PROBLEM TO SOLVE
Reproduce verbatim the final portion of the material below, from the line containing "[locate] gray fur" through its last line, and nothing else.

DATA ENTRIES
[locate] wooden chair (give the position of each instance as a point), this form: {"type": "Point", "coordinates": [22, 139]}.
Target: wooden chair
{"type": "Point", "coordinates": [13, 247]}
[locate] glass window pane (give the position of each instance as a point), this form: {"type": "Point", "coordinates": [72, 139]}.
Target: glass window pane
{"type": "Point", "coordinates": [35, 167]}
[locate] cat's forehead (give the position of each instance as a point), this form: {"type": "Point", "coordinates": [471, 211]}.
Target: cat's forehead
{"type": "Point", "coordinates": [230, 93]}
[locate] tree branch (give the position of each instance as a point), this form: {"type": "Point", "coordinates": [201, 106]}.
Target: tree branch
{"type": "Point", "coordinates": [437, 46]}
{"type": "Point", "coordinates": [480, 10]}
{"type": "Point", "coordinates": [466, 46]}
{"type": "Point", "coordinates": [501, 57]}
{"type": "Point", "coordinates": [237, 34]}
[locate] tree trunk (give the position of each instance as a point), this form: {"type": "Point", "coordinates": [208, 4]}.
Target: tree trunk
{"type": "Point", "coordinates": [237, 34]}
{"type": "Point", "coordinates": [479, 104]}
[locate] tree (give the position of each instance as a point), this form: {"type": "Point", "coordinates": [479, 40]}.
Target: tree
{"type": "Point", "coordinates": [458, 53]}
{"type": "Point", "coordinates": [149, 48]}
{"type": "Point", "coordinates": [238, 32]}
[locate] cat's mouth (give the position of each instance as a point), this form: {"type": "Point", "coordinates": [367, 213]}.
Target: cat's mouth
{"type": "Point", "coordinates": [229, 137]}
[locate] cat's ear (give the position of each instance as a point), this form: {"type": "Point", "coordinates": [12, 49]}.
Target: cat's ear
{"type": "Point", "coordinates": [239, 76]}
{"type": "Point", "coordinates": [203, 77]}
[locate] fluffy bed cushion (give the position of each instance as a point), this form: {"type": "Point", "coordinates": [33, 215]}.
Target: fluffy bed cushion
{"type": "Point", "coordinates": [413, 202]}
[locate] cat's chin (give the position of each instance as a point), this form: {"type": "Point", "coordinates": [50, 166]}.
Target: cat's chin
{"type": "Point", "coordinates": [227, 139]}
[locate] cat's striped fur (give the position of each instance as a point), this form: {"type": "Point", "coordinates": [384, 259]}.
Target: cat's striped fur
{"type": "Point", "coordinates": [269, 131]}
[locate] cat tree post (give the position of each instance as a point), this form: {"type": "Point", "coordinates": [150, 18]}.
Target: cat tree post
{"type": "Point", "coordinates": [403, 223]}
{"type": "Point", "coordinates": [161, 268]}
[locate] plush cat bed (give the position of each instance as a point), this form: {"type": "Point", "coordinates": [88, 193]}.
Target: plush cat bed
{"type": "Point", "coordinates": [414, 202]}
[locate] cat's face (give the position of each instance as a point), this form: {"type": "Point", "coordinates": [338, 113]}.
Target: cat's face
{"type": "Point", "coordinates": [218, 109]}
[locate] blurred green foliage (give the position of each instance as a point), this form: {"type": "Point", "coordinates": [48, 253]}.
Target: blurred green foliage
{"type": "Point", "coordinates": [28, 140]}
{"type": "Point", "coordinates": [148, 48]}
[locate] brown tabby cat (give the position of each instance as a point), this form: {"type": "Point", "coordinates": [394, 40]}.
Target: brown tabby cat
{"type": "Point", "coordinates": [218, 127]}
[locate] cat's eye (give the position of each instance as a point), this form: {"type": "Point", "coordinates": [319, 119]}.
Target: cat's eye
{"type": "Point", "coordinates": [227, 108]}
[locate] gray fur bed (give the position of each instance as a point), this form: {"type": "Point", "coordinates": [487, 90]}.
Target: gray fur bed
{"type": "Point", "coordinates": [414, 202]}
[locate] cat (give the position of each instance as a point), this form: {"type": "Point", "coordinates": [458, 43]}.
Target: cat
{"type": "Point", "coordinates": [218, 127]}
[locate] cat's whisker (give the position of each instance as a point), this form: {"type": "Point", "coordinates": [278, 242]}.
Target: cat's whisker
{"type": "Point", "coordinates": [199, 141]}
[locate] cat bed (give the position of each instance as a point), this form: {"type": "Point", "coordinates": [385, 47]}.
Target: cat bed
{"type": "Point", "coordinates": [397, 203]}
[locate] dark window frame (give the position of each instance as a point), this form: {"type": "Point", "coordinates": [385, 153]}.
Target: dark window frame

TASK RESULT
[locate] gray fur bed (give the position of each instance as a point), this form: {"type": "Point", "coordinates": [487, 90]}.
Target: gray fur bed
{"type": "Point", "coordinates": [414, 202]}
[locate] cat (give the position of each instance as a point), this form: {"type": "Point", "coordinates": [458, 43]}.
Target: cat
{"type": "Point", "coordinates": [218, 127]}
[locate] cat's whisker (give the position of each instance as a point), this form: {"type": "Point", "coordinates": [278, 242]}.
Target: cat's whisker
{"type": "Point", "coordinates": [199, 141]}
[locate] cat bed (give the position of each instance as a point), this form: {"type": "Point", "coordinates": [385, 47]}.
Target: cat bed
{"type": "Point", "coordinates": [397, 203]}
[locate] dark window frame (give the position of each instance as a point), this form: {"type": "Point", "coordinates": [385, 153]}.
Target: dark window frame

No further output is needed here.